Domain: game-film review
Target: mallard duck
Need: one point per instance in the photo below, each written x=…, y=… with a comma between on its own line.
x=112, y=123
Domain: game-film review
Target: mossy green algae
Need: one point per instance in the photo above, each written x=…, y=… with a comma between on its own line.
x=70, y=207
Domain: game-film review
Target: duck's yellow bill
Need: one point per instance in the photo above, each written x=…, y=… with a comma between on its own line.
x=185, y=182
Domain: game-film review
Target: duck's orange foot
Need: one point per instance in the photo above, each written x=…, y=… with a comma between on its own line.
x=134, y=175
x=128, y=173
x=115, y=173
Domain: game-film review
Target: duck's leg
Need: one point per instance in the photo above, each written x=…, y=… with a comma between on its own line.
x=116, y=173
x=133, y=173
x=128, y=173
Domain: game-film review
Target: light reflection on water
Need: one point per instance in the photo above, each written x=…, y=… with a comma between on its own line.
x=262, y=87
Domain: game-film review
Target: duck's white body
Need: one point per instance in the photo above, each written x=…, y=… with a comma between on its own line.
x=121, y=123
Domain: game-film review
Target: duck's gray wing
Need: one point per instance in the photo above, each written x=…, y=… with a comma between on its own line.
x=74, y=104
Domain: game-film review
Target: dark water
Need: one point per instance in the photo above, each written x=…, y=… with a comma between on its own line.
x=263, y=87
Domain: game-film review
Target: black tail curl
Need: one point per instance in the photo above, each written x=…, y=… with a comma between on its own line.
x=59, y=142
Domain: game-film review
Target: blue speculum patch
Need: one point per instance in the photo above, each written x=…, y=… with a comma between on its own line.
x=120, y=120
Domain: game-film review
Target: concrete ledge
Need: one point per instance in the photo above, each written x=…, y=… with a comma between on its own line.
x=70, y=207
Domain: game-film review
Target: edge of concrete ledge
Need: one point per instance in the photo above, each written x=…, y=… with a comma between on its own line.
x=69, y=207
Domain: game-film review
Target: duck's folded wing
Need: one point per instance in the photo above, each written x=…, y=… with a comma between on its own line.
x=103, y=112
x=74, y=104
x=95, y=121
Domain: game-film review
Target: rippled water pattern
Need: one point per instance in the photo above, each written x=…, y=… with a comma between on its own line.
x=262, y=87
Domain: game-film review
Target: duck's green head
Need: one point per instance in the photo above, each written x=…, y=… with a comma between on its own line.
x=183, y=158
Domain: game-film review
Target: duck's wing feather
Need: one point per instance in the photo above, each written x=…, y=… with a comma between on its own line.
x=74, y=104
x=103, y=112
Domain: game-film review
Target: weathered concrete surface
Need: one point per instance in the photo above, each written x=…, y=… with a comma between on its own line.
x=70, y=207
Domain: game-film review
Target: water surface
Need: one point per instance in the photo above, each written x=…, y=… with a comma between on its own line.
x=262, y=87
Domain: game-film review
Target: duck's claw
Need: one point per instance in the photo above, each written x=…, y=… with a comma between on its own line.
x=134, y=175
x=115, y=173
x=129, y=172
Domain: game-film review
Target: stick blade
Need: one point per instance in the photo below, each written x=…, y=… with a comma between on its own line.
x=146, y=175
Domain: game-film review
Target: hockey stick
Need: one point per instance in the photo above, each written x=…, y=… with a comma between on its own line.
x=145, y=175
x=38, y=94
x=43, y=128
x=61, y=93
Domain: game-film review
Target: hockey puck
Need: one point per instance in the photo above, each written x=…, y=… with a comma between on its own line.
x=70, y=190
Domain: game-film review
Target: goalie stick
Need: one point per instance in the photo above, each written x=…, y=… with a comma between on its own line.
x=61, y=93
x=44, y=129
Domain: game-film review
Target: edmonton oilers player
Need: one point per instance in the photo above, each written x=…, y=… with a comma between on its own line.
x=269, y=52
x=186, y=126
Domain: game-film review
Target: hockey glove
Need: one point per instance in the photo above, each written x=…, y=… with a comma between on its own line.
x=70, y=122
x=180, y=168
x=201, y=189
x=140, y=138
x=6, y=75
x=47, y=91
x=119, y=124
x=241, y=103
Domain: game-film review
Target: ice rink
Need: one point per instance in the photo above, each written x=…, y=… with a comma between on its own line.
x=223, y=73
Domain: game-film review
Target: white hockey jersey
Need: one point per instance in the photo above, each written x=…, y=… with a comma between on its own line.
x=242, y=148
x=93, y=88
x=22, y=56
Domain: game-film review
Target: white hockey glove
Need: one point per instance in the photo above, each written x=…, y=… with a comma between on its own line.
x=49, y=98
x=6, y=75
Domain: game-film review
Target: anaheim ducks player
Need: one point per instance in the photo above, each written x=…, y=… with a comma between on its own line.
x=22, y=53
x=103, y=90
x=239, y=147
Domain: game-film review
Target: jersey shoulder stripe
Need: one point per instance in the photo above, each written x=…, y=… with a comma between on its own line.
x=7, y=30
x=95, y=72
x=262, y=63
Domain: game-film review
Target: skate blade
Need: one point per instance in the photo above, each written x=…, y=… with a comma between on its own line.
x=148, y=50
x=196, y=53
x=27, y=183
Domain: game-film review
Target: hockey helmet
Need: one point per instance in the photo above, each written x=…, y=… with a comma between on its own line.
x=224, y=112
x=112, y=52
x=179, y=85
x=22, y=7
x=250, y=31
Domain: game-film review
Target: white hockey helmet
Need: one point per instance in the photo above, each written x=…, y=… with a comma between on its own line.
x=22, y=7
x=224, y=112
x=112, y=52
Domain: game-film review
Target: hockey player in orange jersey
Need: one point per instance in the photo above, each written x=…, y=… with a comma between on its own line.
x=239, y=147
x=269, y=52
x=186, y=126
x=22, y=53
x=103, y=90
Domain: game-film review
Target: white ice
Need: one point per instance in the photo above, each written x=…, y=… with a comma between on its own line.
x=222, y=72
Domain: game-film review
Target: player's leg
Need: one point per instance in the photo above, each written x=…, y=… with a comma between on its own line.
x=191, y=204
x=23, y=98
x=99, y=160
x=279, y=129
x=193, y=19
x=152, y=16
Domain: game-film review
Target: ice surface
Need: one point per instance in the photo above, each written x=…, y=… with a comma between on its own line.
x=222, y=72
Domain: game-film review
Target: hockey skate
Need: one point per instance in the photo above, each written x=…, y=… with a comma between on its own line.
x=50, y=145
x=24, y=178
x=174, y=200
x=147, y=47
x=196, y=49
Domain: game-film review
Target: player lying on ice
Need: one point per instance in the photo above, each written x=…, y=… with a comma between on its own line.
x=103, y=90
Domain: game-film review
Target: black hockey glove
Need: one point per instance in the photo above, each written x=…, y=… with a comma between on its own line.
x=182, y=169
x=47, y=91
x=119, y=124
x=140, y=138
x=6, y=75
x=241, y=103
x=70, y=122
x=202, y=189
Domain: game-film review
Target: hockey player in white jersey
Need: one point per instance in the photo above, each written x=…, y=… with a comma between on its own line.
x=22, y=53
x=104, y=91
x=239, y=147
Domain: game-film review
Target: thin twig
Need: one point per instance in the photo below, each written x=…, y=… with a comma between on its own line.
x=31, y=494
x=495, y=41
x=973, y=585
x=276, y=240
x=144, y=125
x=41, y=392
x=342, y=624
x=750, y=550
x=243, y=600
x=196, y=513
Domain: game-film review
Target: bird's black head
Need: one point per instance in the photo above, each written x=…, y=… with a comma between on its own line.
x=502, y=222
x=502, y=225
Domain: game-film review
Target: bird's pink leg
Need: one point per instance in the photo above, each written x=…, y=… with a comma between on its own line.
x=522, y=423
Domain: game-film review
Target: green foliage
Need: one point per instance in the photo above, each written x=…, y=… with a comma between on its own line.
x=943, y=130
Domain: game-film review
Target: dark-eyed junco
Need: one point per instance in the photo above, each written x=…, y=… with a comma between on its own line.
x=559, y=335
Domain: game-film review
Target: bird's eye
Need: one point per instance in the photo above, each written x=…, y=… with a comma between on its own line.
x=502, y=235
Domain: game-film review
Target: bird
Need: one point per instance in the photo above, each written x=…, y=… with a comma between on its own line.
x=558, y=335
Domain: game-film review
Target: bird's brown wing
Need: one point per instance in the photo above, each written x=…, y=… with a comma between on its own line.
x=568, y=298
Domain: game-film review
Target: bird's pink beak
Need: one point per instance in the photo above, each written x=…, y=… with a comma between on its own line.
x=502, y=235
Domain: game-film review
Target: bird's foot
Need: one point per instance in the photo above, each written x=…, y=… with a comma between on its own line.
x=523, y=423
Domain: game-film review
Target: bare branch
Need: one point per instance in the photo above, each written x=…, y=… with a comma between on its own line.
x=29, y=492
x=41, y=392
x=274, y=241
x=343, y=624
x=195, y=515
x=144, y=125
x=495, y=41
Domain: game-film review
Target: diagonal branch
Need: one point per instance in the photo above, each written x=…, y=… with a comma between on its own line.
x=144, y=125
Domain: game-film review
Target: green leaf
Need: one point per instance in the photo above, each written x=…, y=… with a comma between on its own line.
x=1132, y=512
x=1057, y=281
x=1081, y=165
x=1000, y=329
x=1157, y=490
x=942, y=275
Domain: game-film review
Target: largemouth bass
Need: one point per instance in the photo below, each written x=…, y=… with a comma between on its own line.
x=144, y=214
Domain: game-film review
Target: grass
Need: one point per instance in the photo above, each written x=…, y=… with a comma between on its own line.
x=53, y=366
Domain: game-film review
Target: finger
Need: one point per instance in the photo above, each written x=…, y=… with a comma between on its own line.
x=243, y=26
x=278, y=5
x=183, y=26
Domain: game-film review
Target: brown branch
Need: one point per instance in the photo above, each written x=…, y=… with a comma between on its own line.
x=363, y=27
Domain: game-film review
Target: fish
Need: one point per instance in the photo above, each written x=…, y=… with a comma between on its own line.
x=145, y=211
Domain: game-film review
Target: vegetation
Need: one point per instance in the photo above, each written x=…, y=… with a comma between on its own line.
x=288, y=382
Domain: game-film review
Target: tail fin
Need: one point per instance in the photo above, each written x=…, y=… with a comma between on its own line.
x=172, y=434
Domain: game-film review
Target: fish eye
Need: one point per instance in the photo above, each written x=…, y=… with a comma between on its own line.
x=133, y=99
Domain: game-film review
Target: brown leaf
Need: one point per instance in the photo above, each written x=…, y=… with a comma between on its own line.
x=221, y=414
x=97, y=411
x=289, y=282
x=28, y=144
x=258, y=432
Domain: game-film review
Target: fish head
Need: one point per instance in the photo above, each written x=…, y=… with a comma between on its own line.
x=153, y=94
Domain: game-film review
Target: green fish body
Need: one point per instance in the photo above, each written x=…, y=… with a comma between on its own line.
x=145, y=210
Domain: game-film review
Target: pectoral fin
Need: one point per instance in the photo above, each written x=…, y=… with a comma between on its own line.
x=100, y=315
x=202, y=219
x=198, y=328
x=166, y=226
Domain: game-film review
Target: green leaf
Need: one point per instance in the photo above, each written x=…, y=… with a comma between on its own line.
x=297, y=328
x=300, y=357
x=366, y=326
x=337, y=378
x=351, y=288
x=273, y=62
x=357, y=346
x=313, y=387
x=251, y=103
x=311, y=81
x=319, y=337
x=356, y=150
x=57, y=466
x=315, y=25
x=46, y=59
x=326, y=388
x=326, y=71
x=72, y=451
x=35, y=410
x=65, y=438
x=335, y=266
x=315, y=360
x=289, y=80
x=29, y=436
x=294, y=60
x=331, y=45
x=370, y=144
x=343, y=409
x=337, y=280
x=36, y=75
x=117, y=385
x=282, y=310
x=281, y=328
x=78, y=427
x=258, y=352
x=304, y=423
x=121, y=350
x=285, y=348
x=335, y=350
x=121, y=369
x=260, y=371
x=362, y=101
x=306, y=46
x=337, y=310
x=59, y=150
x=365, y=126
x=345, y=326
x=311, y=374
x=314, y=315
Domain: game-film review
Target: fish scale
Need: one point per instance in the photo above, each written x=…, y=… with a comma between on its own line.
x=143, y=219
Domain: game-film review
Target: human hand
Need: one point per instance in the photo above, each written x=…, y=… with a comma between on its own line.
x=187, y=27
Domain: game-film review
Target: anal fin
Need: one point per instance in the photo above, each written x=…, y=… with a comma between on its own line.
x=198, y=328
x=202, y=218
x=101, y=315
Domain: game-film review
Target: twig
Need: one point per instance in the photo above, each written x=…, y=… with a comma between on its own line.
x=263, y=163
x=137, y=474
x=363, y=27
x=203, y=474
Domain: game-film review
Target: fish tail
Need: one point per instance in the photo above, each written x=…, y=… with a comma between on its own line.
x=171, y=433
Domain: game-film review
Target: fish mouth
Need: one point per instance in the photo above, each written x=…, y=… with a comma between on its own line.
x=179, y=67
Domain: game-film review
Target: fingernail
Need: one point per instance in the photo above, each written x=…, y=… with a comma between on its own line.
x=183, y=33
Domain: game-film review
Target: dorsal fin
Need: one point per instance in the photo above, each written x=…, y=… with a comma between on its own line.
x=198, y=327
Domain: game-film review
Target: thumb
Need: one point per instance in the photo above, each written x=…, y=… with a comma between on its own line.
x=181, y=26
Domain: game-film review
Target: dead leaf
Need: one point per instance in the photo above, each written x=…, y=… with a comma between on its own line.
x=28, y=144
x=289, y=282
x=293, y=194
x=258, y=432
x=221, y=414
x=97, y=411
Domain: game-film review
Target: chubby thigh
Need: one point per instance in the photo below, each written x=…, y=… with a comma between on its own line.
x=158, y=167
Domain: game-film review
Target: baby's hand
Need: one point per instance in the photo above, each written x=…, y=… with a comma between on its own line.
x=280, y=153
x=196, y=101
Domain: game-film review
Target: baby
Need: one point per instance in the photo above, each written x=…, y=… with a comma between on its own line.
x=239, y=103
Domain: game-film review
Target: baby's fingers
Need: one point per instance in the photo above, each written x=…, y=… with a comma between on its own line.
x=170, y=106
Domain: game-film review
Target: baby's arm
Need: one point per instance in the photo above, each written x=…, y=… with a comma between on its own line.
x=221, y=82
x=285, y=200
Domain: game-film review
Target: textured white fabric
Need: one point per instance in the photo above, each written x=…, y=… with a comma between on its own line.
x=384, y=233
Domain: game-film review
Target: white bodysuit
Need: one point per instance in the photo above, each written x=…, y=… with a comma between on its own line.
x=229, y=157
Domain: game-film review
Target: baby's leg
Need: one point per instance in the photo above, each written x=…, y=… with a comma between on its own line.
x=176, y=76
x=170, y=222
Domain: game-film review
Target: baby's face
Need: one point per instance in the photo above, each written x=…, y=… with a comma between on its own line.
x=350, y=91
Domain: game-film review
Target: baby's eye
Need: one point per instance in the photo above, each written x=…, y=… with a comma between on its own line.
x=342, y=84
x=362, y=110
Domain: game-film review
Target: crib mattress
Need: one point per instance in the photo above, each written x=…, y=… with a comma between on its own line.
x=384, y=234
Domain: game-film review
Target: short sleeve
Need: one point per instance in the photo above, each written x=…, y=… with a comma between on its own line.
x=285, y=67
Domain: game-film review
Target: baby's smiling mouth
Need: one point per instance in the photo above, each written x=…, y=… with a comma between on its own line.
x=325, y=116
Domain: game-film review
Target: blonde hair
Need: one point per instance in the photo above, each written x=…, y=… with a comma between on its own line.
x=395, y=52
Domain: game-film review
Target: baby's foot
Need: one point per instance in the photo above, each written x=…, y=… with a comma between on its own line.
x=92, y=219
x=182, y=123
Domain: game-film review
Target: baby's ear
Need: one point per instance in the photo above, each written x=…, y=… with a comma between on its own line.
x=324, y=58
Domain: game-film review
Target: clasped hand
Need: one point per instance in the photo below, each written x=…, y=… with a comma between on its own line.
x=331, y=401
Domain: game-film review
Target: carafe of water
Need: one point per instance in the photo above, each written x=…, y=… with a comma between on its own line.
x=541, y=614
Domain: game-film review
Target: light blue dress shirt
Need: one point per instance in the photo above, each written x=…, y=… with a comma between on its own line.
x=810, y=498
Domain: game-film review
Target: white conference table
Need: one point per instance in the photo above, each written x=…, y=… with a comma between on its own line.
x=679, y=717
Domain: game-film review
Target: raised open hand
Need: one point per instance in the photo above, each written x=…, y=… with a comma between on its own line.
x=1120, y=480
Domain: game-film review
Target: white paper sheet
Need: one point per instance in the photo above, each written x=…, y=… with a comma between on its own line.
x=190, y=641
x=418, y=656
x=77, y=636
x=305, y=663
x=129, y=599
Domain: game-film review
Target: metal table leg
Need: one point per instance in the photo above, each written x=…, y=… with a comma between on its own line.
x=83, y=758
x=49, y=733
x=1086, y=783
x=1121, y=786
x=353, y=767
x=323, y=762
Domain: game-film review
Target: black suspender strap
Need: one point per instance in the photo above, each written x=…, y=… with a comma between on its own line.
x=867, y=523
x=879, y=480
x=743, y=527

Stated exercise: Which lines in the material above contain the word "fish"? Gather all of them and copy each line in full.

Correct response:
Target: fish
Target: fish eye
Target: fish head
Target: green fish body
Target: fish scale
Target: fish tail
Target: fish mouth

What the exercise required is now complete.